Collection entries:
··········

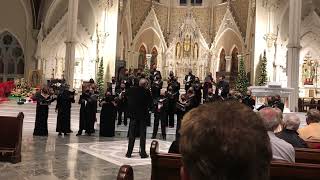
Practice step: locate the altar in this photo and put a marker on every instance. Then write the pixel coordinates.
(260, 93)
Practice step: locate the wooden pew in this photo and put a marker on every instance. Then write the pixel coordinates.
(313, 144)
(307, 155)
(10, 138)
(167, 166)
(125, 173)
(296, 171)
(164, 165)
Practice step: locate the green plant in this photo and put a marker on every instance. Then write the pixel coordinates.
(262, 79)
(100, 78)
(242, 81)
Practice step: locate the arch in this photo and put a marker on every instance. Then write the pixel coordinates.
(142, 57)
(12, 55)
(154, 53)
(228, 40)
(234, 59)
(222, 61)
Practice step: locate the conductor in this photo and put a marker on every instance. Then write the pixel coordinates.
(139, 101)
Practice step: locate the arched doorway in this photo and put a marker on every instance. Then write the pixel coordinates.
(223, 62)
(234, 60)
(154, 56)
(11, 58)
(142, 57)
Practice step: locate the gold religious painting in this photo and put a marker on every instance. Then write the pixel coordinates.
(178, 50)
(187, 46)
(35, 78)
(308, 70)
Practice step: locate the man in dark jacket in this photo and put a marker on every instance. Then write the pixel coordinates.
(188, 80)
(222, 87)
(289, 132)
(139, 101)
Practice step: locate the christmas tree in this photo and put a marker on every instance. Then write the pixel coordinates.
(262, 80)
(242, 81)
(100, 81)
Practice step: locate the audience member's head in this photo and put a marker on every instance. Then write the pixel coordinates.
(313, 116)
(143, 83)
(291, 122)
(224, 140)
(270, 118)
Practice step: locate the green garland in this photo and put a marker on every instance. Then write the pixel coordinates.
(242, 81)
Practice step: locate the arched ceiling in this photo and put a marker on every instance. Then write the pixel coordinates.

··········

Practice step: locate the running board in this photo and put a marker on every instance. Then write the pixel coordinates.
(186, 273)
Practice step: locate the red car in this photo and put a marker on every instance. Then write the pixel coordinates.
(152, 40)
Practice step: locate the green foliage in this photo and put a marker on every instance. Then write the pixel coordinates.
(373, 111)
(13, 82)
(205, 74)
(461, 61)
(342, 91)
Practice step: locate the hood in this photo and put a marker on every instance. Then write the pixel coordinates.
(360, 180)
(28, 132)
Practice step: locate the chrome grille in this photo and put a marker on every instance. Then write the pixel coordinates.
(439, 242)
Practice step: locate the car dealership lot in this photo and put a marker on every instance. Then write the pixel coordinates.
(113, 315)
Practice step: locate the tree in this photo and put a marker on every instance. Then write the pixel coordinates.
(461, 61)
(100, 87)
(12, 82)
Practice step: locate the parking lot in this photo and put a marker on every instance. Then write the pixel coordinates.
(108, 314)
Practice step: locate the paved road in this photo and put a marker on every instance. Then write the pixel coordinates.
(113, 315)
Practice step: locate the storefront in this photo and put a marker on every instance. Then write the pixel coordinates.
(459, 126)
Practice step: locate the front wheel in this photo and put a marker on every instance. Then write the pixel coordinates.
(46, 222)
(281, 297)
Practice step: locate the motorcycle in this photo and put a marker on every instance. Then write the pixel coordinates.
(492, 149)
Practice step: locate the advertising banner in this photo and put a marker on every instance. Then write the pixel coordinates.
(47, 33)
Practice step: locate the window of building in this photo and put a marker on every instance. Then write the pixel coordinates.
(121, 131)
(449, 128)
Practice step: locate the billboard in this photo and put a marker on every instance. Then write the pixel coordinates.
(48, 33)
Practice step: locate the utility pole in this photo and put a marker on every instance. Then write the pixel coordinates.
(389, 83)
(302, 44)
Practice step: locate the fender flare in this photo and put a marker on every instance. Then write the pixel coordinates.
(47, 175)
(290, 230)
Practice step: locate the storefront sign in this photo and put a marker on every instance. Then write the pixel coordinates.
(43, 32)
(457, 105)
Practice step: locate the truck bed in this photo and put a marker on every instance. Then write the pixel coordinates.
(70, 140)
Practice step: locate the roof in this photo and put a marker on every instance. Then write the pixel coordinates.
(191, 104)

··········

**Set problem:**
Express the part of the rows that opens with the line containing "Practice step: locate the green garland" and closes with the line containing "Practice step: locate the arched ceiling" as a JSON list of strings, one string per line and blank lines left out.

**Full answer:**
[
  "Practice step: locate the green garland in this photo and put a marker on every instance. Then write the pixel coordinates.",
  "(242, 81)",
  "Practice step: locate the arched ceiling in this photo and put a marker on every instance. Then write the pixel coordinates."
]